● **Objective**
Transcribe the records that follow in their entirety, omitting any pictures.

● **Exercise materials**
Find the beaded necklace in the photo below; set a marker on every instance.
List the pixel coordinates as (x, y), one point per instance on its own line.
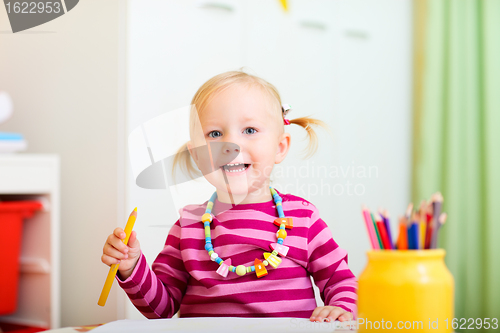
(259, 267)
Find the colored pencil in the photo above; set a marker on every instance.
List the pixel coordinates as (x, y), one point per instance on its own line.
(423, 224)
(370, 229)
(385, 217)
(381, 246)
(383, 232)
(114, 268)
(413, 232)
(437, 201)
(403, 236)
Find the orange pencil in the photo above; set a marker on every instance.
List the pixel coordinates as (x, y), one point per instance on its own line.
(114, 268)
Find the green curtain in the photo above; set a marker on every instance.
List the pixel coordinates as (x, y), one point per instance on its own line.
(457, 142)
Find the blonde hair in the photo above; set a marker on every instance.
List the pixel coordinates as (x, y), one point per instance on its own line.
(215, 86)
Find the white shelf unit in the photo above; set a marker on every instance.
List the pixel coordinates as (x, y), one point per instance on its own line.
(36, 177)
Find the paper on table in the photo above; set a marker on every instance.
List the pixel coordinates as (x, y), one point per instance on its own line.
(222, 324)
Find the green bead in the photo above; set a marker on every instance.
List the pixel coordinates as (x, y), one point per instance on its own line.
(207, 217)
(241, 270)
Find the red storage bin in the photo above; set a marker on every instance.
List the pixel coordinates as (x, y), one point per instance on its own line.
(12, 214)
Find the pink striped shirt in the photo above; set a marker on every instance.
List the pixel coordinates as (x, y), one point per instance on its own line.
(184, 278)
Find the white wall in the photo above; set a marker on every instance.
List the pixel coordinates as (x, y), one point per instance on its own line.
(345, 62)
(65, 78)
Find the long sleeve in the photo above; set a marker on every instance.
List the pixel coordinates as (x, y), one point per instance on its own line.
(157, 292)
(327, 263)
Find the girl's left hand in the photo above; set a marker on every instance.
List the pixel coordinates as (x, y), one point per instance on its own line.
(330, 313)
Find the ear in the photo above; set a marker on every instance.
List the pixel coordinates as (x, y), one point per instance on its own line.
(283, 147)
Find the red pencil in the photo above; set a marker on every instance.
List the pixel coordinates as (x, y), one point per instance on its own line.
(383, 232)
(403, 234)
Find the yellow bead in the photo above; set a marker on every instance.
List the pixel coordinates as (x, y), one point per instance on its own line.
(241, 270)
(281, 234)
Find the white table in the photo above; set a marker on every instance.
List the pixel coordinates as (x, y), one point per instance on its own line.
(213, 325)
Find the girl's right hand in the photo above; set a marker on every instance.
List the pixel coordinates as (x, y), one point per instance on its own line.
(116, 252)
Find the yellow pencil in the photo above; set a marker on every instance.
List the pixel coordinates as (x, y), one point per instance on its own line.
(114, 268)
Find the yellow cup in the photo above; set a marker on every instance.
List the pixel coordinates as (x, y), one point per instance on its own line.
(410, 290)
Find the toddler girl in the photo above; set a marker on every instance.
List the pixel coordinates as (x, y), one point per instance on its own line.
(252, 259)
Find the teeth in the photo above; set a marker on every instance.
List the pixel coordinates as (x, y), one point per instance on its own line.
(237, 170)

● **Complete output**
Find the beaded necklace in the photo below; set a marker on every instance.
List the pixel coordinates as (x, y), one point per instance on its own line.
(259, 267)
Find the colored pencil in the photo above; set a marker on every instance.
List the pixel coordinates as (x, y), one point per instance on its own line.
(423, 224)
(370, 229)
(385, 217)
(381, 246)
(383, 232)
(114, 268)
(413, 232)
(437, 201)
(403, 236)
Find the orange pencil in the photo above; set a marker on every instance.
List the pixel coordinates as (x, y), one point per instance on its own line.
(114, 268)
Find the green curtain in the photo above; set a marker on every instance.
List the pixel coordinates as (x, y), one point per instance on its own line.
(457, 142)
Find the blonde hair in the photo above; set a marker on every instance.
List the pixel coordinates as (x, y), one point per instance on its own line.
(215, 86)
Find the white shelf unit in the photo above; set a marker on every instance.
List the pixel coordinates as (x, y), one point per instance on its own line.
(36, 177)
Find the paper on table in the photo above; set a marker on every instance.
List the pixel coordinates as (x, y), one point per instance on its own line.
(222, 324)
Find the green bead in the photo above; set a marker on every instance.
List the pixel coordinates as (x, y), one point per instance on its own line.
(207, 217)
(241, 270)
Find the red storage bin in the photo above; set a marker on every instance.
List the pixel coordinates as (x, y), one point per instance on its own line.
(12, 214)
Find the pink striped shirt in the photo above; set a marker on every instance.
List the pixel coordinates as (x, y), one point per instance on its own line.
(184, 278)
Find the white wall in the photo above; set a marker on every instance.
List the pixel coordinates as (x, y), one point per instance on its own line.
(345, 62)
(65, 78)
Find the long sleeve in the photo above; set a marker on every instance.
List the pixel coordinates as (x, y), one point per instance on its own line.
(157, 292)
(327, 263)
Find the girl's left hand in the photo above; set a marker on every instance.
List the pixel coordinates as (x, y), one point per instance on its own line.
(330, 313)
Find the ear in the photo above; set a marker on every instance.
List the pixel coordinates as (x, y), one point per instance on its own line.
(283, 147)
Find the red pencil in the photo above; set a marker on every instance.
List the pixel coordinates as (x, y), one point per instance on its own line.
(383, 232)
(403, 234)
Find the yellow bead in the photo above; set a marker on every instance.
List the pixel coordinates as (x, y), one point per instance on its own line.
(241, 270)
(281, 234)
Find the white table in the photo above; set a marker on every instance.
List the pixel coordinates as (x, y), one point per instance on its own line.
(213, 325)
Find the girl's right hand in the photo above; set a marker on every instance.
List the pixel coordinates as (x, y), one point per instance on its own line.
(116, 252)
Find the yellow pencil in the photo above; set a marker on every instance.
List the pixel coordinates as (x, y), one point per instance on its own line.
(114, 268)
Find the yellow cup in the photo above; set a marker on every instance.
List the pixel coordinates as (x, y), one point per instance on its own line.
(410, 290)
Find the toddler girl in the photo above; set a marker on every instance.
List the pixel coordinates as (x, y), one point per instance on its own line.
(252, 259)
Find the teeth in the photo above; set a marker on every instance.
List the pixel coordinates as (x, y), one point per instance on its own line.
(237, 170)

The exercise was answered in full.